EXERCISE REQUIREMENTS
Output the entries underneath exactly as they are.

SOURCE RECORDS
════════════════════

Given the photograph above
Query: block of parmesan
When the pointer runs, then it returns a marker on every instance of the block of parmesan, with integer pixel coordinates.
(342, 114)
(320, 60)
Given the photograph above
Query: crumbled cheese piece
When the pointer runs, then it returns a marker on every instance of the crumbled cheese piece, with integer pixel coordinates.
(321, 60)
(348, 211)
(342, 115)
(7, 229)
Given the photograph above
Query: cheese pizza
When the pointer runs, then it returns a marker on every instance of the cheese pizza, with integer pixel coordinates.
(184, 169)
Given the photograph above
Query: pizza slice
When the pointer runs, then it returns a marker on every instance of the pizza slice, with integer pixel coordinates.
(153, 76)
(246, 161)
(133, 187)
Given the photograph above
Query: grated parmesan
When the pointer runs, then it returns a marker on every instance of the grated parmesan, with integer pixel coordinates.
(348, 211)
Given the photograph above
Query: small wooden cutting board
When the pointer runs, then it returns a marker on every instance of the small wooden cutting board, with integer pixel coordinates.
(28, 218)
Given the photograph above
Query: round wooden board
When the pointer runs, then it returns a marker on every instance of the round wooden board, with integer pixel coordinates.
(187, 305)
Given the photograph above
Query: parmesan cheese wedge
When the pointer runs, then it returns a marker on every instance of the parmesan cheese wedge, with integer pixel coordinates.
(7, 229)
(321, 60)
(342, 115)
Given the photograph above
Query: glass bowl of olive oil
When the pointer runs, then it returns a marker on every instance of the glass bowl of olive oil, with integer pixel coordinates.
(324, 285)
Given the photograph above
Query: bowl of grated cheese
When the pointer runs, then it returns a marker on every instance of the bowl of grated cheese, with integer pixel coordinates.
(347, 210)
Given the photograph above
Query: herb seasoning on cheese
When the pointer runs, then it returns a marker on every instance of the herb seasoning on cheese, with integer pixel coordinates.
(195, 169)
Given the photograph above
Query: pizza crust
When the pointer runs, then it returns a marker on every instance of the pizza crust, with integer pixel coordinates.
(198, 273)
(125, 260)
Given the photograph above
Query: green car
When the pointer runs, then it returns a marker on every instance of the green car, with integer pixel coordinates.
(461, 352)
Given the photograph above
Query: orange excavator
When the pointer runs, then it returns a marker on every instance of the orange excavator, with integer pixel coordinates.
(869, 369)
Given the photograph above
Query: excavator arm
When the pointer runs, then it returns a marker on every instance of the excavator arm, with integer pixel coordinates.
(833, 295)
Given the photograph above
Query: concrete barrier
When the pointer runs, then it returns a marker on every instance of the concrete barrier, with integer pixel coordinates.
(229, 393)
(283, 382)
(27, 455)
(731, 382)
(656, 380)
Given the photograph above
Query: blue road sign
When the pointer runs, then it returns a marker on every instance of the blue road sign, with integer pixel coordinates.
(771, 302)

════════════════════

SOLUTION FOR THIS EXERCISE
Given the photograph above
Query: block of parmesan
When the pointer runs, then it returns a marker on every instance of the block of parmesan, with integer pixel coordinates.
(342, 114)
(320, 60)
Given the photograph above
Query: crumbled cheese piece
When the pointer runs, then it returns a marker on every instance of the crumbled cheese piece, with integer pixel coordinates.
(321, 60)
(348, 211)
(342, 115)
(7, 229)
Given the photograph above
Query: cheese pizza
When the pointer runs, then it returns a marker on every instance of the cheese pizza, with integer pixel coordinates.
(184, 169)
Given the photograph above
Query: pizza slice
When the pointer runs, then it returns a marker on every instance of the pizza slice, with integer pixel coordinates.
(153, 76)
(246, 161)
(133, 187)
Given the photograph above
Query: grated parmesan
When the pointer runs, then it returns a marker on every instance of the grated parmesan, with integer pixel coordinates.
(348, 211)
Given the photograph above
Query: small wooden cutting board
When the pointer runs, then it returns a marker on every instance of the small wooden cutting board, with integer pixel coordinates.
(28, 218)
Given the photograph above
Query: round wooden board
When the pointer runs, then it returns a marker on every instance of the round wooden board, with integer pixel coordinates.
(187, 305)
Given the photograph above
Query: parmesan cheese wedge
When the pointer runs, then it returns a marker on every instance of the parmesan cheese wedge, with integer pixel coordinates.
(7, 229)
(321, 60)
(342, 115)
Given the photograph above
Query: glass bowl of olive oil
When the pointer runs, then it returns a marker on every instance of the glass bowl of olive oil, with integer pixel coordinates.
(324, 285)
Given the photograph above
Query: bowl of grated cheese
When the pointer runs, then it returns a marker on every instance of the bowl of grated cheese, with integer pixel coordinates.
(347, 210)
Given the photograph above
Query: herb seasoning on cheese
When the pointer runs, then it returns a marker on every instance of the herb seasoning on cheese, with integer pixel coordinates.
(195, 169)
Given the photograph above
Query: pizza crust
When the pointer runs, then it returns a marker on every instance of the pizza crust, with integer pixel coordinates.
(198, 273)
(125, 260)
Given the photograph above
Query: green car
When the pointer runs, then it returns a marker on every instance of the green car, with integer pixel coordinates.
(461, 352)
Given the photograph above
Query: orange excavator
When the pointer runs, then it returns a marker on every instance of the orange excavator, with integer pixel coordinates.
(869, 369)
Given the photograph above
Query: excavator arm
When the pointer runs, then it returns a marker on every instance of the excavator arm, with integer pixel coordinates.
(833, 295)
Given the photograph above
Query: concrete barrier
When the pointer runs, then it returns a marker on every instance of the concrete barrier, with integer pixel coordinates.
(229, 393)
(283, 382)
(27, 455)
(731, 382)
(656, 380)
Given the photograph above
Query: blue road sign
When the pointer runs, then it returns a marker on every instance of the blue road sign, with integer pixel coordinates.
(771, 302)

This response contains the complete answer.